Pointing dataset records
++++++

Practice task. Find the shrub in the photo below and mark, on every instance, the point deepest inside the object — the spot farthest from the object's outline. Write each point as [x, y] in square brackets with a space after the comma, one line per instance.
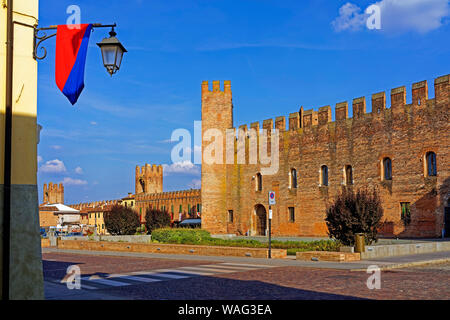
[203, 237]
[121, 221]
[354, 212]
[156, 219]
[187, 236]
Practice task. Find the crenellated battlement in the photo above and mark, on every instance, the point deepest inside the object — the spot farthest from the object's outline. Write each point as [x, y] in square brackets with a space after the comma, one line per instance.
[53, 193]
[149, 178]
[311, 118]
[170, 195]
[216, 87]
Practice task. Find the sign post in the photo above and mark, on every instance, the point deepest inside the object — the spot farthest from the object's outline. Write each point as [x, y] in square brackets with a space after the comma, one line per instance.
[271, 202]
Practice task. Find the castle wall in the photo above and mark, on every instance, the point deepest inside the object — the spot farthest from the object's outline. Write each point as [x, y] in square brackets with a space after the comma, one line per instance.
[403, 132]
[149, 179]
[172, 202]
[54, 193]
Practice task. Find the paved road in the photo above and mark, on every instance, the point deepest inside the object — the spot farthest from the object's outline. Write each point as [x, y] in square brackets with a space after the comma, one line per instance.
[128, 277]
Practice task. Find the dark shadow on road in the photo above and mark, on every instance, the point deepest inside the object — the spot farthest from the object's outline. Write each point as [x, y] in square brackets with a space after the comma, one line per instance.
[215, 288]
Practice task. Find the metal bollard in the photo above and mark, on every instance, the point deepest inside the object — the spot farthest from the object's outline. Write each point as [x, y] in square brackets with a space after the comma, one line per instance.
[359, 243]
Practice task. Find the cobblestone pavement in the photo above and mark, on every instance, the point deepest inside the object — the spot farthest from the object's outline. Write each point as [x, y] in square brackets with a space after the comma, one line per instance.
[237, 281]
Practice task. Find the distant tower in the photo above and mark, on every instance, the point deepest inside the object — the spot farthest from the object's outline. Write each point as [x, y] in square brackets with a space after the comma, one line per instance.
[54, 193]
[149, 179]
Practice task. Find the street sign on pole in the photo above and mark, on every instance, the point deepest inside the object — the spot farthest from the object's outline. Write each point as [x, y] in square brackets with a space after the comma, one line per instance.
[271, 203]
[271, 198]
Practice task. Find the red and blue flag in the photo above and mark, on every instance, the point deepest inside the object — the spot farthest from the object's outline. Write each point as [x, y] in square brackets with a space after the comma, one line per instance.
[71, 50]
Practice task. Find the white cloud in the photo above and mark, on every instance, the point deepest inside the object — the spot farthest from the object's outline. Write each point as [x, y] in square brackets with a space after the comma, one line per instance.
[53, 166]
[413, 15]
[397, 16]
[350, 18]
[195, 184]
[79, 170]
[74, 182]
[181, 167]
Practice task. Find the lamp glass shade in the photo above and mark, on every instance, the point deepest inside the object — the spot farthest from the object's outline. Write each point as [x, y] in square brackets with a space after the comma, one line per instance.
[112, 53]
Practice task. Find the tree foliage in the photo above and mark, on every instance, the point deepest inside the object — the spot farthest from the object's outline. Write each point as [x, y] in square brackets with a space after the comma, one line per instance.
[355, 212]
[121, 221]
[156, 219]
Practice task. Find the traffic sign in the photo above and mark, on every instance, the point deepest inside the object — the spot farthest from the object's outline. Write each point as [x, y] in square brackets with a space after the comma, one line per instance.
[271, 198]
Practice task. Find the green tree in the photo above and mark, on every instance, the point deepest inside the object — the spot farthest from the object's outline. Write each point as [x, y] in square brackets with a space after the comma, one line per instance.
[121, 221]
[355, 212]
[156, 219]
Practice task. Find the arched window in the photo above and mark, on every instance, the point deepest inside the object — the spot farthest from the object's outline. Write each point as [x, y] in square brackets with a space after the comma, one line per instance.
[258, 182]
[324, 176]
[431, 164]
[348, 175]
[293, 177]
[387, 169]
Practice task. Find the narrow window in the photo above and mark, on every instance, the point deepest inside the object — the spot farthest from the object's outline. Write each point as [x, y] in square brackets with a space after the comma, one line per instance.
[431, 164]
[291, 214]
[258, 182]
[405, 212]
[387, 167]
[293, 178]
[324, 176]
[230, 216]
[348, 175]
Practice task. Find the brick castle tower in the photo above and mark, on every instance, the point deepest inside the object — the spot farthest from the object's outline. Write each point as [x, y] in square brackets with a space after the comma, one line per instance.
[54, 193]
[217, 114]
[149, 179]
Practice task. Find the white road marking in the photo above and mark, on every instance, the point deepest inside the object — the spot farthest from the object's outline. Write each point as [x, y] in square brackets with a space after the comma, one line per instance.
[113, 280]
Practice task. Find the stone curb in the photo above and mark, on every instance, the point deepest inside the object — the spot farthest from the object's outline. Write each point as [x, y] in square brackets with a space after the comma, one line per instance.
[408, 264]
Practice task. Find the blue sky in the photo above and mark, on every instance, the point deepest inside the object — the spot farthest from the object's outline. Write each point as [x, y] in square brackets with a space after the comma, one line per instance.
[279, 55]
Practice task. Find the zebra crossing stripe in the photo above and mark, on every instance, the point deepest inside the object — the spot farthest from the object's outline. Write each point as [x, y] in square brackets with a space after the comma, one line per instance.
[95, 282]
[237, 268]
[210, 269]
[162, 274]
[192, 273]
[137, 278]
[256, 266]
[107, 282]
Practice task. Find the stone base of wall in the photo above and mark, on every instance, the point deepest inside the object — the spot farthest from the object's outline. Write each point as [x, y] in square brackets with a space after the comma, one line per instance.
[45, 243]
[374, 252]
[327, 256]
[170, 249]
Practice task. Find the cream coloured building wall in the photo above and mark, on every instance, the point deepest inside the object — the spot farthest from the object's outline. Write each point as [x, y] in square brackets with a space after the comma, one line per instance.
[25, 268]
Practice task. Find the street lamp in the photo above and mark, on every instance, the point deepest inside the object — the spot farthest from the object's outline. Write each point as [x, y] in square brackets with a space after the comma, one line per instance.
[112, 52]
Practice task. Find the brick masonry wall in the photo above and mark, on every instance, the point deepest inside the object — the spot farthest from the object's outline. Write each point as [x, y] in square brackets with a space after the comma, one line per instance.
[169, 199]
[403, 132]
[170, 248]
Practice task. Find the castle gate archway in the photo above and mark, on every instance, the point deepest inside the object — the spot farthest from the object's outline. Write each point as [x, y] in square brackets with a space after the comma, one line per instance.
[260, 220]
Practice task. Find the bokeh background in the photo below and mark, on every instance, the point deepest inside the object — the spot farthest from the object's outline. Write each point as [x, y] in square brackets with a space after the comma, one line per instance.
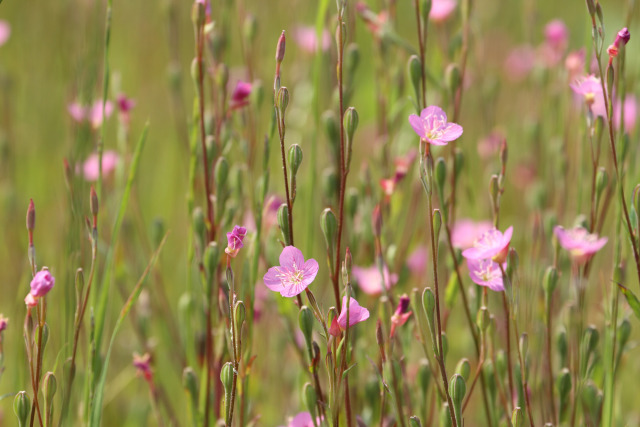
[54, 56]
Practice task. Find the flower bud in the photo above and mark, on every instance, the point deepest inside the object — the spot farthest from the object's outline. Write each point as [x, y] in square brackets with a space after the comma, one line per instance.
[415, 76]
[452, 78]
[305, 320]
[295, 158]
[280, 48]
[283, 222]
[517, 418]
[31, 216]
[310, 399]
[414, 421]
[22, 408]
[282, 100]
[463, 368]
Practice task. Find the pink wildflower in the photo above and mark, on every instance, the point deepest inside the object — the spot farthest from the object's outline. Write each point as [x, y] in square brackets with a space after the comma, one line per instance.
[240, 95]
[357, 314]
[465, 232]
[42, 283]
[485, 272]
[441, 10]
[369, 280]
[491, 244]
[91, 165]
[401, 315]
[293, 275]
[143, 365]
[630, 109]
[432, 126]
[306, 38]
[580, 244]
[234, 240]
[5, 32]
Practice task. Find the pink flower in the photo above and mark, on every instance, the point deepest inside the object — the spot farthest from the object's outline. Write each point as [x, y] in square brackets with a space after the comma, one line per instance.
[240, 95]
[417, 261]
[432, 126]
[491, 244]
[143, 365]
[630, 108]
[441, 10]
[590, 89]
[369, 279]
[580, 244]
[4, 322]
[5, 32]
[401, 315]
[307, 40]
[293, 275]
[234, 240]
[30, 301]
[556, 34]
[485, 272]
[520, 62]
[465, 232]
[42, 283]
[357, 314]
[91, 165]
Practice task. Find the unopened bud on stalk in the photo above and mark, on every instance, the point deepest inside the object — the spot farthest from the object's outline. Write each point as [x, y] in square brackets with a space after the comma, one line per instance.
[424, 376]
[305, 320]
[282, 100]
[415, 76]
[457, 390]
[517, 418]
[295, 158]
[452, 78]
[283, 222]
[249, 28]
[310, 399]
[463, 368]
[240, 315]
[31, 216]
[22, 408]
[93, 202]
[198, 14]
[280, 48]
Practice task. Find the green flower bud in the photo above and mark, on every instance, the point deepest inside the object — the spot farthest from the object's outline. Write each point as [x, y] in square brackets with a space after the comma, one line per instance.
[221, 172]
[22, 408]
[282, 100]
[563, 384]
[305, 320]
[283, 222]
[457, 390]
[463, 368]
[295, 158]
[310, 399]
[249, 28]
[452, 78]
[517, 418]
[482, 319]
[414, 68]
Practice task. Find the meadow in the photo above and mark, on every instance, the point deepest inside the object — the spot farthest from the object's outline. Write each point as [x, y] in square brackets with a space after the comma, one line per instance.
[319, 213]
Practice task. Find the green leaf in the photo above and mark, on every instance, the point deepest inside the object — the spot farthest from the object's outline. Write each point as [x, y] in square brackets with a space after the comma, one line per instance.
[631, 299]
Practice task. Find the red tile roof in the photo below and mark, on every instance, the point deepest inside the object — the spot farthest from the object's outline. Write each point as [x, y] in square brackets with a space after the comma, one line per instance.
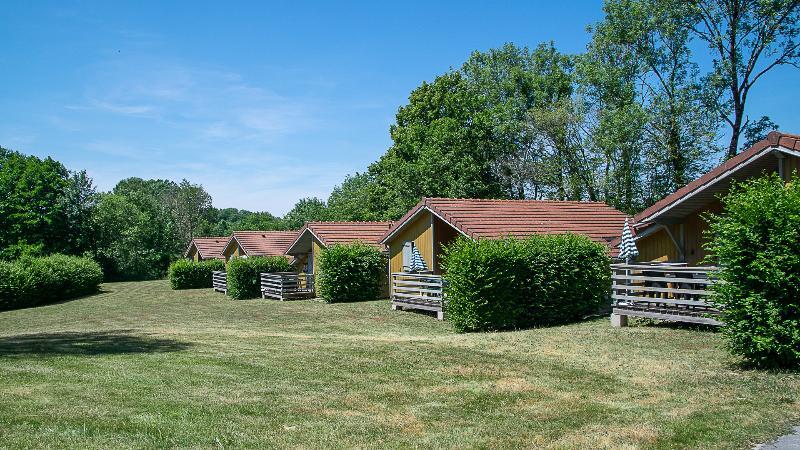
[208, 247]
[329, 233]
[264, 243]
[774, 139]
[479, 219]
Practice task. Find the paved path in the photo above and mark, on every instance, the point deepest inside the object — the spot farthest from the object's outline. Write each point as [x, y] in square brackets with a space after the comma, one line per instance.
[789, 442]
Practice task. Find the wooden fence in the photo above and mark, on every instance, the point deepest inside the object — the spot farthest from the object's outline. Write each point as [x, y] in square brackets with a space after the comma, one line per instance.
[672, 292]
[219, 281]
[287, 285]
[418, 291]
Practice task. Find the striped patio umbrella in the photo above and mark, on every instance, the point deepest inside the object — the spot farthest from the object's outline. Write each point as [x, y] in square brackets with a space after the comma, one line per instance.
[627, 246]
[417, 263]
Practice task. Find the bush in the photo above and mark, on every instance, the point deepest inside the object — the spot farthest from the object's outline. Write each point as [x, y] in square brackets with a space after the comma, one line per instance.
[244, 274]
[512, 283]
[756, 242]
[34, 281]
[351, 273]
[185, 274]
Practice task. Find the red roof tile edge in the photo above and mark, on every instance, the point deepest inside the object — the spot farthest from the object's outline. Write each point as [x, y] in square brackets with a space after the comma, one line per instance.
[428, 203]
[773, 139]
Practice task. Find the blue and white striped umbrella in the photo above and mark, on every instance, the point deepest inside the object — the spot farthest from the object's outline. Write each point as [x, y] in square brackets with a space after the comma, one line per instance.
[627, 247]
[417, 263]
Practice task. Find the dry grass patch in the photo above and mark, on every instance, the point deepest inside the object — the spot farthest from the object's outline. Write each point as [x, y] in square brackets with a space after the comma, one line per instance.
[140, 365]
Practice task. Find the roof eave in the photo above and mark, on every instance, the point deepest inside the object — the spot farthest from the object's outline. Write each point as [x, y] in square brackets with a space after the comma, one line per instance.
[765, 151]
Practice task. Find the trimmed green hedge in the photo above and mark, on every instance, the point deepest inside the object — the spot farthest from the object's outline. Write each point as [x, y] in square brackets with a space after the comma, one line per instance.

++++++

Written problem
Write out exactly the lines from the line holding "Practice task. Find the striped" through the last line of the data, and nothing besides those lines.

Reply
Practice task. Find the striped patio umbrella in the photo above and mark, on every instance, the point deepest inside the object — the spot farthest from the object's outline. Write each point as [x, y] in square brackets with a space after the comma, one line per instance.
[627, 246]
[417, 263]
Practice task. Find the bush in the photo above and mark, on every instance, the point deepest inside the object — the spot farthest from the object's outline. Write each point as [x, y] in square brackets with a space after the comma, one line per instance.
[244, 274]
[512, 283]
[756, 242]
[34, 281]
[351, 273]
[185, 274]
Practice task. Find the red roof tile edge in the photo above and mark, on every instance, the point deepest inside the object — the spot farthest from the object's outline. Write each point as [x, y] in square brackets with a space after the comma, one line per instance.
[428, 203]
[773, 139]
Practice task. Find the blue and white striped umbrella in the photo above and mark, on every instance, the point deepest inside the object — the spot farthest from the object's outline. Write each point as [x, y] in square brackets with a space after the comma, one line per instance.
[627, 247]
[417, 263]
Practice task. Find the dry grass patch in the photo above and mark, on every instance, the point deepest inside the object — the spot farthest from the object's outline. Write each point as [x, y] in square brackets with a space after the comma, one line per instance.
[140, 365]
Practice task. Find the roof eave in the photo above and mark, on every instance, the point deepest inside the object — the spot farthest from the object's outline. Write each point as [x, y] in square brackets with a space after the comma, one line per instance.
[765, 151]
Practice task. Find the trimmed green hedge in the photo above and mark, on every instance, the point deepest inside the object — the spot farthest from the object's outline. Write each point as [x, y] in square brackets with a space after the comma, one line per instance.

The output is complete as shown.